Work instructions:
Please render everything from the line containing "mark: the light" down to the end of the data as a JSON list of strings, one string per line, with blank lines left out.

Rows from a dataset
▼
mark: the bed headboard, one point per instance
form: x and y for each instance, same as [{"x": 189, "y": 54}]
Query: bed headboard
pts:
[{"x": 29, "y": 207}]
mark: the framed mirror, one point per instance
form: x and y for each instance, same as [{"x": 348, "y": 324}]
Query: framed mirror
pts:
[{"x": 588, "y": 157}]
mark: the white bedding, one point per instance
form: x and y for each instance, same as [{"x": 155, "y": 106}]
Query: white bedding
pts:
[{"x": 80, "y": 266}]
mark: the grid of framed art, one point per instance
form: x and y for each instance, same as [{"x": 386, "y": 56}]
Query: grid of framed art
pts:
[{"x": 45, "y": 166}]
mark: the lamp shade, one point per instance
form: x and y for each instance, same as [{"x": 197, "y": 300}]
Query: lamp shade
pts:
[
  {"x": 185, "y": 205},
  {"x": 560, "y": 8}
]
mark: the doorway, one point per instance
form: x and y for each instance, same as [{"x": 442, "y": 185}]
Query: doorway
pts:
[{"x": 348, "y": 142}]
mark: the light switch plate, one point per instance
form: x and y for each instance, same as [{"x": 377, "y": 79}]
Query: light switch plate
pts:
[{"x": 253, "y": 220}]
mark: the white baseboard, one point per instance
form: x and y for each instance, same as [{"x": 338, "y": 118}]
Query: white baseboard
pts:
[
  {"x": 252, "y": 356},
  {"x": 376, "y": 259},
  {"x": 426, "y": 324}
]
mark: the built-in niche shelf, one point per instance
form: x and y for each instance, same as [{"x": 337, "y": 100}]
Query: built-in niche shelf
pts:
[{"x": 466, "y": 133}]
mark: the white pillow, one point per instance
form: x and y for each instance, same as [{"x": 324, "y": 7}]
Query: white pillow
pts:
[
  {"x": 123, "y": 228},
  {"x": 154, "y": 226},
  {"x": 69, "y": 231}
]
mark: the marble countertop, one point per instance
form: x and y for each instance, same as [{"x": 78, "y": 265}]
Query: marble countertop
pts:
▲
Solution below:
[
  "mark: the light switch plate, one point per instance",
  "form: x and y for each instance, same as [{\"x\": 377, \"y\": 79}]",
  "Query: light switch plate",
  "pts:",
  "[{\"x\": 253, \"y\": 220}]",
  "mark: the white baseboard, one point per instance",
  "form: x and y for each instance, same as [{\"x\": 338, \"y\": 118}]",
  "Query: white baseboard",
  "pts:",
  "[",
  "  {\"x\": 252, \"y\": 356},",
  "  {\"x\": 376, \"y\": 259},",
  "  {\"x\": 426, \"y\": 324}",
  "]",
  "mark: the built-in niche shelf, one point per instance",
  "form: x and y for each instance, same as [{\"x\": 337, \"y\": 100}]",
  "Query: built-in niche shelf",
  "pts:",
  "[{\"x\": 466, \"y\": 133}]",
  "mark: the white pillow, one point per instance",
  "form: x and y for each instance, same as [{\"x\": 324, \"y\": 7}]",
  "Query: white pillow",
  "pts:",
  "[",
  "  {\"x\": 123, \"y\": 228},",
  "  {\"x\": 154, \"y\": 226},",
  "  {\"x\": 69, \"y\": 231}",
  "]",
  "mark: the marble countertop, one point per instance",
  "form: x and y for each instance, same as [{\"x\": 78, \"y\": 265}]",
  "Query: marble countertop",
  "pts:"
]